• [ASSIGNED TASK]
Restate the data that follows exactly as it stands, beginning with the first line and ending with the line that contains "Scan for baseboard.".

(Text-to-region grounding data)

• • • • • • •

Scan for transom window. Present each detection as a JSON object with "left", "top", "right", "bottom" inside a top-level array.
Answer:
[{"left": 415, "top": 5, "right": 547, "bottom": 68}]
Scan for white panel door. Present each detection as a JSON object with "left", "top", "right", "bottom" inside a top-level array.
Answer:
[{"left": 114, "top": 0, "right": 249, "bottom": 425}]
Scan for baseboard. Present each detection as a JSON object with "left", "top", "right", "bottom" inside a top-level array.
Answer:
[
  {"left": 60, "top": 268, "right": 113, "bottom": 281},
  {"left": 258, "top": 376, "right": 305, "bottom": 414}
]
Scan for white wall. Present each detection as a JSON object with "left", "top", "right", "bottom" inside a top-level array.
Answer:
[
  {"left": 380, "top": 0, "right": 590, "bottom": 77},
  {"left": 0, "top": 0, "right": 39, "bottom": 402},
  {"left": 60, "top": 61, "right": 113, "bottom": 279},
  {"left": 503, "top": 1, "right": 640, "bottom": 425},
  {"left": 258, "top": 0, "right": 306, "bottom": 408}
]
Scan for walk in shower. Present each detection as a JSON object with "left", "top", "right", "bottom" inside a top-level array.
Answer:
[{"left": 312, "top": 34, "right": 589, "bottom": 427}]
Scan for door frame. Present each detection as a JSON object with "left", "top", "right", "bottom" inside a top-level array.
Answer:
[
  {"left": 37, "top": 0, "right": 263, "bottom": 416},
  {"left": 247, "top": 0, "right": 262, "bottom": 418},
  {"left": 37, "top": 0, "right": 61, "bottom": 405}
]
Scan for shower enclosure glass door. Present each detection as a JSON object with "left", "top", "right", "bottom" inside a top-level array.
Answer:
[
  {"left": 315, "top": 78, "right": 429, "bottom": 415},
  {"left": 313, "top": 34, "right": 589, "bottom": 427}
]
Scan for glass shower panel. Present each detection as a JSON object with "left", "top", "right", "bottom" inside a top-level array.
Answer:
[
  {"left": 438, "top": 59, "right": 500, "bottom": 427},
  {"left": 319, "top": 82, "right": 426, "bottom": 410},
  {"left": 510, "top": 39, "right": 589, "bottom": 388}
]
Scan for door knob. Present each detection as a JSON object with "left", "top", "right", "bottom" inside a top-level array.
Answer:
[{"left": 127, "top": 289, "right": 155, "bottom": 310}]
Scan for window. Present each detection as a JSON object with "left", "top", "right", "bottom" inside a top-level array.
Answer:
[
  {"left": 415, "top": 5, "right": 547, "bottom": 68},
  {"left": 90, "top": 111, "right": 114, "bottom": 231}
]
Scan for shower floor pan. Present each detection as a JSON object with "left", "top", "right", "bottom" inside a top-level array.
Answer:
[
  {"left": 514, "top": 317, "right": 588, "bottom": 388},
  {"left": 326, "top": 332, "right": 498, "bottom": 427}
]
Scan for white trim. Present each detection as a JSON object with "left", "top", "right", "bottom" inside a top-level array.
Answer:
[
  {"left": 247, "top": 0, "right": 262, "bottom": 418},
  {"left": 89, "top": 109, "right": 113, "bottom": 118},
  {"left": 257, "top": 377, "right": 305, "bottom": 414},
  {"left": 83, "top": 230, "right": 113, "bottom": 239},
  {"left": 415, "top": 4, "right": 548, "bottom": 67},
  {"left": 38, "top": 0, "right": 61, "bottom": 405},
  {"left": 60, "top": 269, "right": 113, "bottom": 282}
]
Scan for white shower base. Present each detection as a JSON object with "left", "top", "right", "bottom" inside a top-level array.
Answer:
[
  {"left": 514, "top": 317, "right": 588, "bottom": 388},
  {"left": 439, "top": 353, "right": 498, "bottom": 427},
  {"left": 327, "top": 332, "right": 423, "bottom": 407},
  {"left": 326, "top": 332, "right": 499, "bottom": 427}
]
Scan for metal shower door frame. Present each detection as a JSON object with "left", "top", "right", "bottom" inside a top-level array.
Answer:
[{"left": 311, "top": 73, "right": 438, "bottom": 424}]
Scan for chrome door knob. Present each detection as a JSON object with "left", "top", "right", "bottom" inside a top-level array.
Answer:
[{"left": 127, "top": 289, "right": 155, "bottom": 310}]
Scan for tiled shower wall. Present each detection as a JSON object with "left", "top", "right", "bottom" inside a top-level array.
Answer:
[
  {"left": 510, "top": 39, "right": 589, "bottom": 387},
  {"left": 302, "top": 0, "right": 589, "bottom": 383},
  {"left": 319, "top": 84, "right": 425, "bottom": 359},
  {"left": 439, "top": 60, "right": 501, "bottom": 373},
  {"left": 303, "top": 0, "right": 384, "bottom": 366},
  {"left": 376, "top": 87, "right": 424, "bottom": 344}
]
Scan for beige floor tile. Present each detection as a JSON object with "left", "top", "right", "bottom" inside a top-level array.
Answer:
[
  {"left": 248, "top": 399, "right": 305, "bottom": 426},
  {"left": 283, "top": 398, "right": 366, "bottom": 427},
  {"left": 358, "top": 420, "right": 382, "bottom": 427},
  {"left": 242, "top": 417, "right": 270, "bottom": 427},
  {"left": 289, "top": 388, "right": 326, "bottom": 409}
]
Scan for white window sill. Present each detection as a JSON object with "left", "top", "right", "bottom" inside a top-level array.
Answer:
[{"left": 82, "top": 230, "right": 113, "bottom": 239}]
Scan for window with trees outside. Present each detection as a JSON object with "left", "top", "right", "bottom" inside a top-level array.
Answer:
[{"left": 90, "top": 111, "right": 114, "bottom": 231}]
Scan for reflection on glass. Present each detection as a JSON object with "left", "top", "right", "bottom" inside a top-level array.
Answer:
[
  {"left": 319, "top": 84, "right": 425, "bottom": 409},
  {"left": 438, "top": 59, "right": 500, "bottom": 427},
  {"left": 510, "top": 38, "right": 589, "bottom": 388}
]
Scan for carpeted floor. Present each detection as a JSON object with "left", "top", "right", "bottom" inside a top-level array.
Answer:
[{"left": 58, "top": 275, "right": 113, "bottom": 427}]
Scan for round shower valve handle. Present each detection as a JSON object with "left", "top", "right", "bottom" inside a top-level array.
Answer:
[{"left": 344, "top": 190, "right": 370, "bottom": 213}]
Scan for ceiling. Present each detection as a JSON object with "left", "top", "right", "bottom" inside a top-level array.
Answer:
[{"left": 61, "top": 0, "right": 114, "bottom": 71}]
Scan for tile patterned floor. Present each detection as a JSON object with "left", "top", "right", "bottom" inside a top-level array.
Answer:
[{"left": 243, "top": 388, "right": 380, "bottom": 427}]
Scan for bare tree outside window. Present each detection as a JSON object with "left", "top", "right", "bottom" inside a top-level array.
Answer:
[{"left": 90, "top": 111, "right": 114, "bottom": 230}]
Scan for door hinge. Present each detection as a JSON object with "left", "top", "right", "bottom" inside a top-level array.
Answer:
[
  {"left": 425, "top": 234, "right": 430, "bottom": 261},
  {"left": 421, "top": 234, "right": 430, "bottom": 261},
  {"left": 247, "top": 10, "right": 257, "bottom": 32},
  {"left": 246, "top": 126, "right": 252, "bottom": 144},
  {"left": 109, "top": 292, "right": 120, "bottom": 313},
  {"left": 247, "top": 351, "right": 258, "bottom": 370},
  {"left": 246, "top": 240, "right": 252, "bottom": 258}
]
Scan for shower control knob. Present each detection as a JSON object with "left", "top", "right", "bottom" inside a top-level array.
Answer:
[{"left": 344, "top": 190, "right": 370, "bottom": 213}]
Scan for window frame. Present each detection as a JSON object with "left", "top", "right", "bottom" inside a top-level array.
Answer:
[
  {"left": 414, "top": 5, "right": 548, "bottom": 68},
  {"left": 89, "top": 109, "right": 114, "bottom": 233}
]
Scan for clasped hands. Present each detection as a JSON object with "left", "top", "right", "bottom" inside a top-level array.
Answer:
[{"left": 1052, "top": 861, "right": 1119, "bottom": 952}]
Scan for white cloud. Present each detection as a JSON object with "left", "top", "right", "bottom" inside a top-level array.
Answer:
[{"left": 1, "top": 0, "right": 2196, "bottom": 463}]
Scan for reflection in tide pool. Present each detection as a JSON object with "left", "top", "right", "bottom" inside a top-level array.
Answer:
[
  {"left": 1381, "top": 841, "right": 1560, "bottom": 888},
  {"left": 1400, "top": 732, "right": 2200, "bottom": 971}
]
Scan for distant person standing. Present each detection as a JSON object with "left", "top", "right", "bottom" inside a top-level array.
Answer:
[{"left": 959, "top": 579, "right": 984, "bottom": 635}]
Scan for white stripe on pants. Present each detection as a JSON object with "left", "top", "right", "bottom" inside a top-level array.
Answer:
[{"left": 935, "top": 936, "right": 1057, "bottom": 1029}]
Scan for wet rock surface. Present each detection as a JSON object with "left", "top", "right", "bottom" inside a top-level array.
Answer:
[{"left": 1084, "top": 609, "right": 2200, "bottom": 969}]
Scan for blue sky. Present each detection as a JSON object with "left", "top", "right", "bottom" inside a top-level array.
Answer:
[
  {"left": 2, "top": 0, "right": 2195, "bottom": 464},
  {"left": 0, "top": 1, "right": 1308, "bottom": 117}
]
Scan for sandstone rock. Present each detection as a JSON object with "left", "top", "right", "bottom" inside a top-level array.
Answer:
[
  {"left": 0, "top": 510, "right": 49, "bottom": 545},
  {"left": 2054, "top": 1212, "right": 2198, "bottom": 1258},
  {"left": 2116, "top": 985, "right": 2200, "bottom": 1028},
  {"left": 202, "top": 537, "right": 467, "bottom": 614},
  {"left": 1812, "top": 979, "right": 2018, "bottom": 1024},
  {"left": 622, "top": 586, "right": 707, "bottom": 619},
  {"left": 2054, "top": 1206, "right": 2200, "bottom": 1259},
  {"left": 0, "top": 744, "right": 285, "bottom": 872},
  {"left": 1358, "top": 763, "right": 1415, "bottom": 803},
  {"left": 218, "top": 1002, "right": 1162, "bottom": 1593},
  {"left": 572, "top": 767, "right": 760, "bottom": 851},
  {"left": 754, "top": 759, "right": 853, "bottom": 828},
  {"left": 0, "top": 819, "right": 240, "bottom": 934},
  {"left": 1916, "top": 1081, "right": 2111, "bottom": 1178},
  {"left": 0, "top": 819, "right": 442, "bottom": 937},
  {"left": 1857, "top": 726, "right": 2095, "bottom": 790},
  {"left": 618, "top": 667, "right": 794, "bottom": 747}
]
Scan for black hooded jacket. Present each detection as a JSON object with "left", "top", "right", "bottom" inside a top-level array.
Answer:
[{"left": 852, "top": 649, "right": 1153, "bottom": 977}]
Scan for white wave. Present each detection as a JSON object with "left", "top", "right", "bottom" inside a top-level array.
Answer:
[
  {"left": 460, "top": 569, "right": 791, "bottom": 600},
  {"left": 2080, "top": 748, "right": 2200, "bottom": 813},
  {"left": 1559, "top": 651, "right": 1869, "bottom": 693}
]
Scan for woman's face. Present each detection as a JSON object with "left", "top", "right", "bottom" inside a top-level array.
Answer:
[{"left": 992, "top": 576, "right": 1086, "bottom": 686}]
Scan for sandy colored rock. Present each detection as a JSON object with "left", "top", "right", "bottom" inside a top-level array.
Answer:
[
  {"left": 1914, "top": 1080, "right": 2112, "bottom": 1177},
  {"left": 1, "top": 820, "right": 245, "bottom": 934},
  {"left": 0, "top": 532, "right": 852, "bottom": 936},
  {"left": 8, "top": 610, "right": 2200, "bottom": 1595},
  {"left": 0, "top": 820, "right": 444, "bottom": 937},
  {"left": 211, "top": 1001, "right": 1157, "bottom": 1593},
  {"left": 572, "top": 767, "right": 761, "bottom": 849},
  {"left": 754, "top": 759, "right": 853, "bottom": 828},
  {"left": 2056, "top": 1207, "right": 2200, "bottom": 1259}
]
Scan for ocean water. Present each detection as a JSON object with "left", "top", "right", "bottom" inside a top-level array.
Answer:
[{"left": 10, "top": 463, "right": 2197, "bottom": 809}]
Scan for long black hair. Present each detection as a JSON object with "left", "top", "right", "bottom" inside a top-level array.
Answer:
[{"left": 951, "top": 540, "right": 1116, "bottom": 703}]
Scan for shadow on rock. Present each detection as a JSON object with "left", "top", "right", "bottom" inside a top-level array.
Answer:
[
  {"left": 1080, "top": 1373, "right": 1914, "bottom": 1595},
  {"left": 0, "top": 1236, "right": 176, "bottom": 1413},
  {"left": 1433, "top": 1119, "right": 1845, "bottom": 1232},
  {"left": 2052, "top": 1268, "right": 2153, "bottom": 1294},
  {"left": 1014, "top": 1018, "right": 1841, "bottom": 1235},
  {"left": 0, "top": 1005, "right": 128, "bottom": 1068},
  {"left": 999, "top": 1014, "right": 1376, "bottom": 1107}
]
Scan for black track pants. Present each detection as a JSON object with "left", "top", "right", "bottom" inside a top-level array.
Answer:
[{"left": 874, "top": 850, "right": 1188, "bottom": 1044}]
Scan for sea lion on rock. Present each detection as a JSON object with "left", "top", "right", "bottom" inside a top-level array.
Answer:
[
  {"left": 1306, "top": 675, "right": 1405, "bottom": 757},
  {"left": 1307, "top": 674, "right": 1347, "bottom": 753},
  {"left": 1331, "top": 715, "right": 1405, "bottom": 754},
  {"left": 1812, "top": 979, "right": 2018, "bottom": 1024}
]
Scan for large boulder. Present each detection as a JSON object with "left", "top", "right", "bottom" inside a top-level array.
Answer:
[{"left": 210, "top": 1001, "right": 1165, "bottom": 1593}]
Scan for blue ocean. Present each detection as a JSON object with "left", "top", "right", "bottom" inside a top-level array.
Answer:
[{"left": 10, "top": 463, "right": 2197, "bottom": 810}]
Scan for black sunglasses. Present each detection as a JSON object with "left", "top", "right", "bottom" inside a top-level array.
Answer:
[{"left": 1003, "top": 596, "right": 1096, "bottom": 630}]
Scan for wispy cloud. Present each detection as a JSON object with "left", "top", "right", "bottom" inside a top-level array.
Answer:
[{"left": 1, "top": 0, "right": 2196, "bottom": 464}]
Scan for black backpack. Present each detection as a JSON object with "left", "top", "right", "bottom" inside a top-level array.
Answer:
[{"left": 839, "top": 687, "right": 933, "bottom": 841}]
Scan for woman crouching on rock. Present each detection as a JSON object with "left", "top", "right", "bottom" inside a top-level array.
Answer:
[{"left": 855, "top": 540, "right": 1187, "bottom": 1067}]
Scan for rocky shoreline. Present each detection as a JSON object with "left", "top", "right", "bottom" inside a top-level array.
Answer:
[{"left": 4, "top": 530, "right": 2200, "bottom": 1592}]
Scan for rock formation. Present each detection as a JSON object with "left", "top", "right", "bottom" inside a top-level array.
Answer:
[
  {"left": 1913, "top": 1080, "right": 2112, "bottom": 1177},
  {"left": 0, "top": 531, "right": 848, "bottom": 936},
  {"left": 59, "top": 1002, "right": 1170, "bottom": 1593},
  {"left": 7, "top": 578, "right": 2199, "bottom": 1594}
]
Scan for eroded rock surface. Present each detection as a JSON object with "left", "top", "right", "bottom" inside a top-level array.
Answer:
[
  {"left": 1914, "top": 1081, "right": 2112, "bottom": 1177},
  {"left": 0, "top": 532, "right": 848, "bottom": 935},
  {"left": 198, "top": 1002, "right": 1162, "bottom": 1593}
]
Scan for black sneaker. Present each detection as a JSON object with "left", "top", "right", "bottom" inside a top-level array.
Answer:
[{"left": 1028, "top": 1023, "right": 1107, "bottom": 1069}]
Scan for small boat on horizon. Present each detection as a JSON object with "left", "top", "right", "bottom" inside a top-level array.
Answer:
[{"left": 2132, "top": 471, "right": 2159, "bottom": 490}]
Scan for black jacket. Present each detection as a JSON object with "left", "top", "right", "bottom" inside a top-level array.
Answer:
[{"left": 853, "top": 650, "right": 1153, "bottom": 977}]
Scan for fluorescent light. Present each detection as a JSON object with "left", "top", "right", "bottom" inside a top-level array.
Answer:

• • • • • • •

• [ANSWER TO THE EXERCISE]
Scan for transom window. Present each detection as a JSON object with "left", "top", "right", "bottom" inside a top-level array.
Answer:
[{"left": 415, "top": 5, "right": 547, "bottom": 68}]
Scan for white panel door. Present each detection as a JSON object with "left", "top", "right", "bottom" inside a top-level array.
Answer:
[{"left": 114, "top": 0, "right": 249, "bottom": 425}]
Scan for baseboard. Present each detection as a JSON object with "left", "top", "right", "bottom" inside a top-level array.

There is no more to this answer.